#### [EXTRACT PROVIDED]

————

Wanted, unwanted babies?

Abortion rates are down and unwanted pregnancies are up. What gives?

Published December 22, 2005 1:30PM (EST)

Results of a recent survey show that more unwanted American babies are being born and -- surprise, surprise -- conservative groups are touting these results as a sign that women are becoming less supportive of abortion. Indeed, citing the findings from a yet-to-be completed study by the Guttmacher Institute, antiabortion activists have begun proclaiming far and wide that the correlation is clear-cut. "I don't think there is any mystery here," said Susan Wills, of the U.S. Conference of Catholic Bishops. "It shows a real pro-life shift."

The shift, they claim, is backed up by evidence collected in 1995 and 2002 that compares the number of U.S. women of childbearing age giving birth to babies they didn't want when initially conceived. Though Guttmacher declined to discuss the findings before the official results have been published, assumptions are already being made about the greater societal implications.

————

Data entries
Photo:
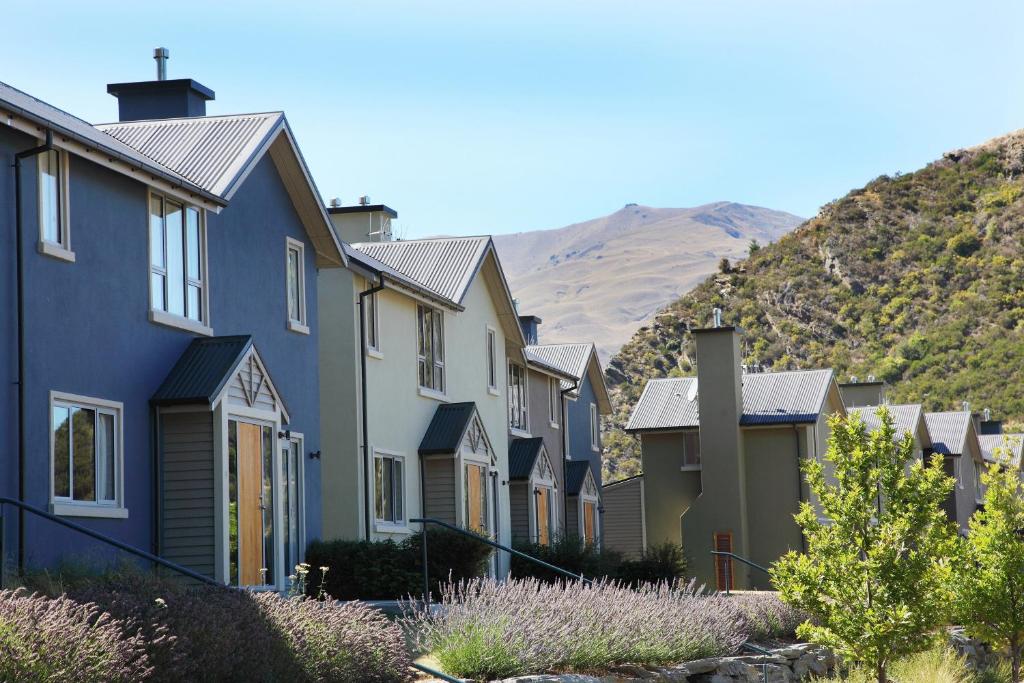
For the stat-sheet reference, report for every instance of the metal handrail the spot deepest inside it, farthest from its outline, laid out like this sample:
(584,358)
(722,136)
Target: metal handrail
(733,556)
(97,536)
(488,542)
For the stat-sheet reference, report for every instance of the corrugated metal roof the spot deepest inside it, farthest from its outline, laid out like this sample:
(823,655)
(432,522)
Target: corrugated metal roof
(905,418)
(795,396)
(203,370)
(948,431)
(210,152)
(1014,443)
(522,456)
(445,265)
(60,122)
(576,474)
(446,428)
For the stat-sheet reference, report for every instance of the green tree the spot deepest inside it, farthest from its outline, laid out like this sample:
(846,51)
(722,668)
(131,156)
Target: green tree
(876,574)
(990,583)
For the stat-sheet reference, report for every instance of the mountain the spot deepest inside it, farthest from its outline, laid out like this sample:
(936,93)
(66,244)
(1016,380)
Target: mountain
(915,279)
(602,279)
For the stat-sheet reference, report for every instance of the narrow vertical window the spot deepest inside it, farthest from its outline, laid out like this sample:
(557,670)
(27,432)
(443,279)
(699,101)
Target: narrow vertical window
(54,231)
(296,286)
(177,262)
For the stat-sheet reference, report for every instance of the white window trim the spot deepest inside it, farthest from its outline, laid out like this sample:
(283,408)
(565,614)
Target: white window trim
(374,324)
(491,351)
(58,250)
(299,325)
(164,317)
(383,525)
(71,508)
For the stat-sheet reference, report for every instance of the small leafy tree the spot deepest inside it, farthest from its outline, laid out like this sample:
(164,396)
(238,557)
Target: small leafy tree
(876,575)
(990,582)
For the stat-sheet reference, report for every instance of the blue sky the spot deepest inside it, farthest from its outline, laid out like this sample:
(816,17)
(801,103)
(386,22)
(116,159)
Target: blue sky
(497,117)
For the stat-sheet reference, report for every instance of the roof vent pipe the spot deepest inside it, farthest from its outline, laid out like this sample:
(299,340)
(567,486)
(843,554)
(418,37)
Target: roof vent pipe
(161,54)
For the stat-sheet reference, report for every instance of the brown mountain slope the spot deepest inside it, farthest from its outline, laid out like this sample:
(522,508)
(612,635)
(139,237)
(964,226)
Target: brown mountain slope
(603,279)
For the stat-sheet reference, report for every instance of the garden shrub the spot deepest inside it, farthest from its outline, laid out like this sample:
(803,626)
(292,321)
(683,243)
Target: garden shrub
(388,570)
(488,630)
(57,639)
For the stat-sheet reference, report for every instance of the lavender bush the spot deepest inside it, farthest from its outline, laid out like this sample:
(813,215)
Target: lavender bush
(56,639)
(489,630)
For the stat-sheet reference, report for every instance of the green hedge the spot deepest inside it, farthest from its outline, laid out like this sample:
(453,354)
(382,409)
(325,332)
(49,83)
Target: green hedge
(389,570)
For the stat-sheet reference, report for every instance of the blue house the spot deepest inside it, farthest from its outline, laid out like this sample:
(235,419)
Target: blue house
(159,333)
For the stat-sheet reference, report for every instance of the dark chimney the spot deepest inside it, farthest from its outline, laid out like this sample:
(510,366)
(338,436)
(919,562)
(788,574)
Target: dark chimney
(529,325)
(161,98)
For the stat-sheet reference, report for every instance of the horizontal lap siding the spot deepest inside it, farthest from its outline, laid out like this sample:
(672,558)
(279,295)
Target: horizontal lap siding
(439,482)
(186,472)
(624,517)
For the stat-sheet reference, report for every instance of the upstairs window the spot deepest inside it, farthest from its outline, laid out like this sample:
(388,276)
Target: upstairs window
(430,348)
(517,397)
(296,286)
(54,233)
(177,262)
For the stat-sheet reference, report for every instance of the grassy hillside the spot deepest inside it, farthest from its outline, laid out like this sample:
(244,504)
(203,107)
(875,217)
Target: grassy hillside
(916,279)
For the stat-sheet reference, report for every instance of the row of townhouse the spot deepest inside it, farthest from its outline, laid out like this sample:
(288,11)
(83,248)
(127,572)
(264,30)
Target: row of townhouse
(721,458)
(209,364)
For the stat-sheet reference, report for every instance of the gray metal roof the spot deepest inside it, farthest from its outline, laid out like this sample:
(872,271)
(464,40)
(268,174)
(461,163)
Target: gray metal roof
(905,417)
(522,456)
(211,152)
(203,370)
(444,265)
(576,474)
(446,428)
(1014,443)
(62,123)
(948,431)
(794,396)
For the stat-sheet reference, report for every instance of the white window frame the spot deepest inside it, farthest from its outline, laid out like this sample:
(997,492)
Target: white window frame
(397,524)
(300,324)
(61,248)
(437,359)
(554,401)
(163,316)
(491,359)
(372,321)
(523,429)
(67,506)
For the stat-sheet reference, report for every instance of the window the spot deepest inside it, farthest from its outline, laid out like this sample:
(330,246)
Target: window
(691,451)
(476,498)
(517,396)
(430,347)
(86,456)
(554,400)
(390,488)
(54,232)
(296,276)
(177,264)
(492,343)
(372,322)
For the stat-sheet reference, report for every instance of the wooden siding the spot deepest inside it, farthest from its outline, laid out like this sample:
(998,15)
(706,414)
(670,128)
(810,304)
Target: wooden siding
(519,509)
(439,483)
(186,526)
(624,517)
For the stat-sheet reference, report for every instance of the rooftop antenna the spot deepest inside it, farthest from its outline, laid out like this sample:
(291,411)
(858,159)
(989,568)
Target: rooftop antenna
(161,54)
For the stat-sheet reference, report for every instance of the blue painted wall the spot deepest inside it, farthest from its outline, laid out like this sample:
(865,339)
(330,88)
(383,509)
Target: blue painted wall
(88,331)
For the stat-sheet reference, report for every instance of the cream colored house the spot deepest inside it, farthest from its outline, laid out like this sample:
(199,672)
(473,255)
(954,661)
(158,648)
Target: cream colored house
(430,326)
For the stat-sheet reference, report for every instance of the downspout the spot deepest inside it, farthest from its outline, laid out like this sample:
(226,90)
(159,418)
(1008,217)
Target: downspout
(363,390)
(22,458)
(565,454)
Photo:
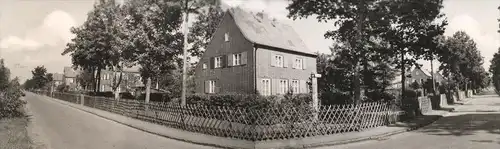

————

#### [EXERCISE PROMPT]
Please copy word for word the part of the article on unwanted births starting with "The shift, they" and going on through "greater societal implications.".

#### [RESULT]
The shift, they claim, is backed up by evidence collected in 1995 and 2002 that compares the number of U.S. women of childbearing age giving birth to babies they didn't want when initially conceived. Though Guttmacher declined to discuss the findings before the official results have been published, assumptions are already being made about the greater societal implications.